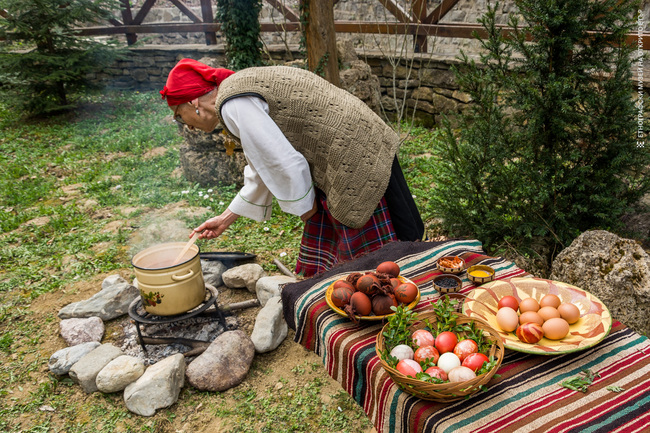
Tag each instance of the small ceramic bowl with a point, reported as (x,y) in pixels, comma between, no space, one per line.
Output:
(480,274)
(447,283)
(455,270)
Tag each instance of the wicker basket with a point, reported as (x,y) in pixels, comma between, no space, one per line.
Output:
(444,392)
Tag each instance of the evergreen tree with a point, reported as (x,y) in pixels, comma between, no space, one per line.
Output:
(549,148)
(43,61)
(241,27)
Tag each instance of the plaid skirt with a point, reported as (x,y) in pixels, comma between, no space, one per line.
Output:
(326,242)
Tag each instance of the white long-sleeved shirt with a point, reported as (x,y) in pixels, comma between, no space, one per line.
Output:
(275,168)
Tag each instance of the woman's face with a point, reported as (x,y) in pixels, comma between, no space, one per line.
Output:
(205,120)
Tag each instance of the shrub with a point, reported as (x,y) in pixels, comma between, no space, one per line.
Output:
(549,148)
(43,61)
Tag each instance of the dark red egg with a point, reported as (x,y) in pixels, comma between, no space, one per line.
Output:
(341,295)
(368,284)
(406,293)
(343,283)
(381,304)
(390,268)
(360,303)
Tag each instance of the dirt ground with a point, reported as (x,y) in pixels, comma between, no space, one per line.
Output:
(275,373)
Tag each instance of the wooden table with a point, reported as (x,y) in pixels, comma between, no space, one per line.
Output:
(527,397)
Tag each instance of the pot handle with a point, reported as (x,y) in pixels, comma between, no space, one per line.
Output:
(183,277)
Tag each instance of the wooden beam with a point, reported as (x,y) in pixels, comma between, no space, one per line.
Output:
(208,17)
(144,10)
(419,9)
(438,13)
(288,13)
(320,40)
(183,8)
(449,30)
(131,38)
(398,11)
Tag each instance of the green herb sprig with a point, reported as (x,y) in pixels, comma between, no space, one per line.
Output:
(581,383)
(445,310)
(398,332)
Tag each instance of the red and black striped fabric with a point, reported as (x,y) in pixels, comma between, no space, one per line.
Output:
(326,242)
(527,397)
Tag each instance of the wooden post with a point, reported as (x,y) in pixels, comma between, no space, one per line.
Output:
(208,17)
(131,38)
(420,15)
(320,39)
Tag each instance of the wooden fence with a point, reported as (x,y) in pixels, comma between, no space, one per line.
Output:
(417,21)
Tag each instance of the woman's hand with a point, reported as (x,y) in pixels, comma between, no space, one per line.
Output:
(213,227)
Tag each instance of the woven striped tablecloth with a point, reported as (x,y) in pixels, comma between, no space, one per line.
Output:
(527,397)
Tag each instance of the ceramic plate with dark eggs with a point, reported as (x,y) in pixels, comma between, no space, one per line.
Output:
(407,286)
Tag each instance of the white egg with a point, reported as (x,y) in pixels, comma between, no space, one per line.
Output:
(448,361)
(402,351)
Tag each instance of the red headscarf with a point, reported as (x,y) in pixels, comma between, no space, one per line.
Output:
(190,79)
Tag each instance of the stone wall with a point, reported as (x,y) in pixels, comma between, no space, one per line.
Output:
(426,84)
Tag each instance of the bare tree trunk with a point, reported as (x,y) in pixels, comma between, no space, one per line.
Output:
(320,39)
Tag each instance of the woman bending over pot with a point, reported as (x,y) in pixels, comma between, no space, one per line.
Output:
(320,151)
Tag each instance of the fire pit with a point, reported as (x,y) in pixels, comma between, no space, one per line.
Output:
(141,316)
(167,335)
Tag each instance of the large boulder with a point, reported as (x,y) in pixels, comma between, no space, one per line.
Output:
(110,302)
(243,276)
(615,270)
(224,364)
(158,387)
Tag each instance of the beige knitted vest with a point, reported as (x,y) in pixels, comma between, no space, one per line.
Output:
(348,147)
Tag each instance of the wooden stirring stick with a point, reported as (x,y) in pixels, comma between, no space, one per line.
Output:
(186,248)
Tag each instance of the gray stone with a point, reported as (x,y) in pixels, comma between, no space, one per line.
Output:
(359,81)
(212,272)
(224,364)
(243,276)
(615,270)
(443,104)
(107,304)
(62,360)
(438,78)
(113,280)
(205,159)
(268,287)
(270,328)
(462,96)
(77,331)
(158,387)
(422,94)
(119,373)
(84,372)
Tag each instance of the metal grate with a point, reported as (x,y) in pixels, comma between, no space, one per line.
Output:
(141,316)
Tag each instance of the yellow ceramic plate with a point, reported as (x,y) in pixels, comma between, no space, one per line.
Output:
(328,298)
(594,324)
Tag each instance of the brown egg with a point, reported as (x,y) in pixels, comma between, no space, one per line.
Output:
(530,316)
(528,304)
(569,312)
(507,319)
(550,301)
(406,293)
(390,268)
(555,329)
(548,313)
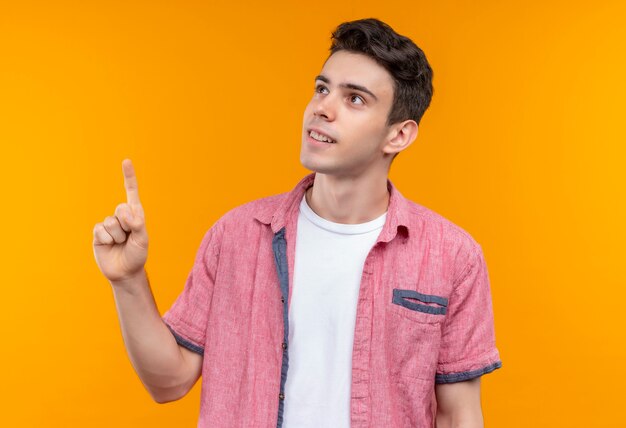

****************

_GOAL OF THE EXERCISE_
Count the lines of the records above that contain the string "tree", treating uppercase and lowercase letters as distinct, and give only the number.

_SOLUTION TO THE PROBLEM_
2